**Task requirements**
When you repeat the material, keep each line exact and omit the pictures.
::::::::::
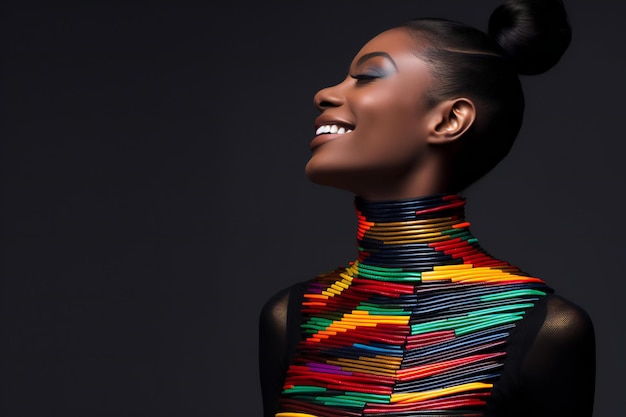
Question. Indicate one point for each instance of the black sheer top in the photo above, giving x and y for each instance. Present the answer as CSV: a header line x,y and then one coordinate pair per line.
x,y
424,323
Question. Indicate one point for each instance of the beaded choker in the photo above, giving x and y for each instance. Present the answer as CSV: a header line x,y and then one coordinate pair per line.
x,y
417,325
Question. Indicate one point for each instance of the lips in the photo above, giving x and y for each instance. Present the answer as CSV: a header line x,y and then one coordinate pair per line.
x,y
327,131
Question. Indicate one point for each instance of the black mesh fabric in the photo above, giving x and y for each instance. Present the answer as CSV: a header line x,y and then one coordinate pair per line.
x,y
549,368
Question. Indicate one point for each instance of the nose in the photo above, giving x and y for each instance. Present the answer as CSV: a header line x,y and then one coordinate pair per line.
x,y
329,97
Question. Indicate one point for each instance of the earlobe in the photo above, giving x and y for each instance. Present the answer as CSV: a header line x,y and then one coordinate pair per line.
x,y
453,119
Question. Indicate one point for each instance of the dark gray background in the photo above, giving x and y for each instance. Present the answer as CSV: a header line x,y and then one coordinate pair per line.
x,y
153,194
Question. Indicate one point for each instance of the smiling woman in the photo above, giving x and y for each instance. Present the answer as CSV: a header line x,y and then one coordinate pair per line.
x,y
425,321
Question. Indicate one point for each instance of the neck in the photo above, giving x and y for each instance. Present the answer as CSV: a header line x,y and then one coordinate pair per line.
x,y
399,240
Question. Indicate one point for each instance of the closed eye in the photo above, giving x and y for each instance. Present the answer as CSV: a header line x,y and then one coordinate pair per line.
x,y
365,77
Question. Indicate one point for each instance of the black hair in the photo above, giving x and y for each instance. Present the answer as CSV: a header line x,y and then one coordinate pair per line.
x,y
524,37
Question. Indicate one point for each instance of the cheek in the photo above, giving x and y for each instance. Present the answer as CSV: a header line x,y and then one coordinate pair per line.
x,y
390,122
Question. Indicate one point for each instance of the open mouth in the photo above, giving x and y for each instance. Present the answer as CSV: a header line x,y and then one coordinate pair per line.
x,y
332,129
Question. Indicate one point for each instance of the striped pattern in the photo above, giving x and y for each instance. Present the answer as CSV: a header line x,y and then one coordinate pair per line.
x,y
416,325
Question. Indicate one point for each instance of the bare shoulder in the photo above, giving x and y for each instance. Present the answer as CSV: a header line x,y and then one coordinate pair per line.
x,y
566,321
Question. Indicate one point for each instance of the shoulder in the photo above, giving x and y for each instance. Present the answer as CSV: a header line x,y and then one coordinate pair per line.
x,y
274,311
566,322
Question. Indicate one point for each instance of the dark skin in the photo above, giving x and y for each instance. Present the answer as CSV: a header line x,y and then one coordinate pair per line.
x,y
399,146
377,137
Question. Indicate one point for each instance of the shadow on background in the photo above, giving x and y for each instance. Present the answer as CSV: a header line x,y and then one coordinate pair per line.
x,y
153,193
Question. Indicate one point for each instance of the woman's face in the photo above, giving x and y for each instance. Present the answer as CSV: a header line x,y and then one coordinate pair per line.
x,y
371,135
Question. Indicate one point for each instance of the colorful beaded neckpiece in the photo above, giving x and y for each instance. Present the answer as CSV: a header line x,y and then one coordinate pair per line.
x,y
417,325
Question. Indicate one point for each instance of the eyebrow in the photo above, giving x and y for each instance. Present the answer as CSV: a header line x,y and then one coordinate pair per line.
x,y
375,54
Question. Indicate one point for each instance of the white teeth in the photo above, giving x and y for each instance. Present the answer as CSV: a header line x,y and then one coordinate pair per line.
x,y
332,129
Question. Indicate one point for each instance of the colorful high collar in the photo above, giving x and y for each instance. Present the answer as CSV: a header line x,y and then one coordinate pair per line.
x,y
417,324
::::::::::
**Finished task**
Question. Indicate one point for each instance of the black sheer top in the photo above, giving x and y for each instance. Present the answer as CSV: a header line x,y and then one coordinate pair per line.
x,y
424,323
Question. Indicate one point for each instance of the beaded choker in the photo above, giving x and y for each instance. Present the answer as CSV: a header line x,y and then one coordinate pair per line.
x,y
417,325
Question. Indicate one point for each instance of the lips in the photo above, giving x and y for each instance. Present the answer as CSV: a header line x,y and then one coordinate pair per line.
x,y
327,131
Question. Indicate one point for each instance of the black mesh fabric in the photo above, giving x and y for each instance. Present the answer as CSV: a header line x,y and then one coordinate pair per line.
x,y
549,368
Question. Indicate one point for each instance of the nose in the photo above, giving x and y for each instance. Present the answer as CSV: a header line x,y and then one coordinate pair per line.
x,y
329,97
Question. Indicate one point for each instance of the earlobe in the photo above, giving x and y for each instance. Present the answer as CSV: a header line x,y and then one coordinate pair per line.
x,y
453,119
Question. Indicate one point for each instance of the dark gray background in the photo above, giving x and y for each instance. Present the answer as CSV: a header line x,y and then one coordinate pair per line.
x,y
153,194
Question. Indicate one point for each instance of the smiling woman in the photo above, giving x and y for each instance. Present the answer as CSV: a header line x,y and then one coordinate pair per line.
x,y
425,321
Question. Indicate one point for each instance of the neck in the photo above, giving x and y for each instance. Present the answer as CSV: a header line x,y and then one coordinate pair per line.
x,y
399,240
Question. Indicate one point for each instance of the closed eye in the photo above, giving x and y for each instance. Present the answer as CSV: a header line x,y and then one coordinate pair per line.
x,y
365,77
Question. Indicate one point for each instance of the black hair in the photo above, giving x and y for each instance. Present the answer as CSV: a header line x,y and then one coordinate pair per line.
x,y
524,37
Question. Indicate one point for each instance of the cheek in the photo above, giving x and y for each instance. Present the answer as CSV: a header line x,y and then one coordinate pair per line.
x,y
390,122
Question. Indicate one point for each instance of the open mouth in the photo above, giving x and y for each instance. Present the answer as CSV: a header line x,y and then one coordinate pair per line.
x,y
332,129
Question. Indicate one point for each instance of the striped pattern in the photo above, giving x and y for each instance. Present the answer as CSV: a header line x,y and then one coordinate pair per line.
x,y
416,325
Question. Indicate one point for each instance of the bare shoulder in the photo above, giving x and y for each instance. Present the answer as CSV: a header line x,y and then one coordinate pair per line.
x,y
566,321
Question. Indicate one point for each instance of the shoulder in the photo above, giving x and y for each instance. Present the answer as CSV: a header line x,y and then one coordinate pair per line.
x,y
274,311
566,322
Question. Indicate one point for each instance of the dark skin in the photo above, giving x and y for each instance. Present the answer as CSV: a header line x,y and then one coordinate pair per line.
x,y
399,146
377,137
Question. Indicate one point for each instance of the shadow on background in the photo above, giving x and y for each instance. Present the answer as CSV: a header line x,y and then one coordinate pair per line.
x,y
153,193
Question. Indicate one point for each instance of the woman's face in the photo above, giving x and y for each instance. Present the answer as CSV: a header line x,y and then one coordinate pair per line.
x,y
371,135
Question. Indicate one point for each instance of the colorful beaded neckpiece in the photo above, giving x and y for each instance. Present the answer as CSV: a header line x,y and then one coordinate pair per line.
x,y
417,325
Question. Indicate one point for each instance of the eyebrow in the photo above, giving x and y for each instance. Present the answer as CSV: a header line x,y and then one coordinate pair per line.
x,y
375,54
Question. Indicate one point for each instance of the white teeth in the photo above, giving x and y for each instance. Present the answer as CSV: a header line x,y and then one coordinate pair per line.
x,y
332,129
Question. Indicate one point for each instance of the colorful high collar in the photo above, giving x and y for each instance. Present the answer as CSV: a header line x,y and then one coordinate pair per line.
x,y
417,324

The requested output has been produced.